[START OF Exercise data]
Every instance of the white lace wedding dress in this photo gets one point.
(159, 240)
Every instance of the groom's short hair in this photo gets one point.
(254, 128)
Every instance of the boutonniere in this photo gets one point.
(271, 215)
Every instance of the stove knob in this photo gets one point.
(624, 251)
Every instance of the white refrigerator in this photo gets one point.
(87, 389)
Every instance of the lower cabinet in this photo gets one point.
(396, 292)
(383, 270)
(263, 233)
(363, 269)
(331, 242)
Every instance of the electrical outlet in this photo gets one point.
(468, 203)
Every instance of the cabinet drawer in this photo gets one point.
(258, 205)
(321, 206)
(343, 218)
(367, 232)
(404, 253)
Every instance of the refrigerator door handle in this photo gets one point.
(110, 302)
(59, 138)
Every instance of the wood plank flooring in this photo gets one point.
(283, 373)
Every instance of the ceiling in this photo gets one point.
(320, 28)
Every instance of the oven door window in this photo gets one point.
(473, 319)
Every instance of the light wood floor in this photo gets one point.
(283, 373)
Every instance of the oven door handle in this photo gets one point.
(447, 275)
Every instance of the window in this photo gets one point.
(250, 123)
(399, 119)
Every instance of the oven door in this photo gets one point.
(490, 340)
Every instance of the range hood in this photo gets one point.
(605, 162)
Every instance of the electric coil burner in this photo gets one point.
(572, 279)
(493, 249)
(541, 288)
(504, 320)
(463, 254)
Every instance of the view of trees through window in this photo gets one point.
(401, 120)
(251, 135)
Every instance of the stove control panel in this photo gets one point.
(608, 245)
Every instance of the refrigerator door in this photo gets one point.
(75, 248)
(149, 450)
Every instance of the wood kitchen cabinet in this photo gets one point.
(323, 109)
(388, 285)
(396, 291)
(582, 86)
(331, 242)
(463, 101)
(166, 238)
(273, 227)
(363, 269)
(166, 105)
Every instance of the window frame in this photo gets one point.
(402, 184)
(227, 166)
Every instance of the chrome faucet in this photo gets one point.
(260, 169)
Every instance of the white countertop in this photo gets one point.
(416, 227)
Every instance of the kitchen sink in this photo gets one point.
[END OF Exercise data]
Exercise aim: Copy the entries above exactly, leaving none out.

Result of the task:
Every instance of the white lace wedding dress in this photo gets one point.
(159, 240)
Every instance of the groom's short hair in this photo gets one point.
(254, 128)
Every instance of the boutonniere in this photo gets one point.
(271, 215)
Every instance of the stove knob in this photo gets one point.
(624, 251)
Every instance of the white refrigerator in this photo gets one point.
(87, 389)
Every instance of the lower cabinet in this photo gets one point.
(396, 292)
(383, 270)
(263, 233)
(363, 269)
(331, 242)
Every instance of the electrical outlet in this photo gets one point.
(468, 203)
Every instance of the cabinet drawer in this photo gets one point.
(258, 205)
(321, 206)
(343, 218)
(367, 232)
(404, 253)
Every instance of the refrigerator door handle in this photo gets one point.
(110, 302)
(59, 138)
Every instance of the wood plank flooring in this photo gets one point.
(283, 373)
Every instance of the ceiling in this photo gets one point.
(320, 28)
Every instance of the oven door window in this photo gets one point.
(473, 319)
Every instance of the light wood floor in this photo gets one point.
(283, 373)
Every instance of the oven door handle in this photo gets one point.
(447, 275)
Every instance of the window in this photo gets one point.
(250, 123)
(399, 119)
Every instance of the oven door in this photo gets one point.
(490, 340)
Every instance of the range hood in this photo gets one point.
(605, 162)
Every instance of the electric coil burner in this photo gets one point.
(572, 279)
(493, 249)
(541, 288)
(504, 320)
(463, 254)
Every instance of the view of trees through window in this photo gets one point.
(401, 120)
(251, 135)
Every instance of the stove control panel in this photo gets one point.
(608, 245)
Every instance of the refrigerator door in this photo gets one point.
(75, 248)
(149, 450)
Every instance of the wood kitchen cabinet in this photo gets one point.
(323, 109)
(388, 285)
(396, 291)
(582, 86)
(331, 242)
(463, 101)
(166, 238)
(273, 227)
(363, 269)
(166, 105)
Every instance of the window frame in this photo gets one point.
(402, 184)
(227, 166)
Every instance of the chrome faucet in this photo gets one point.
(260, 169)
Every instance of the white countertop in this photo gets one point.
(416, 227)
Every instance of the kitchen sink in this photo gets one point.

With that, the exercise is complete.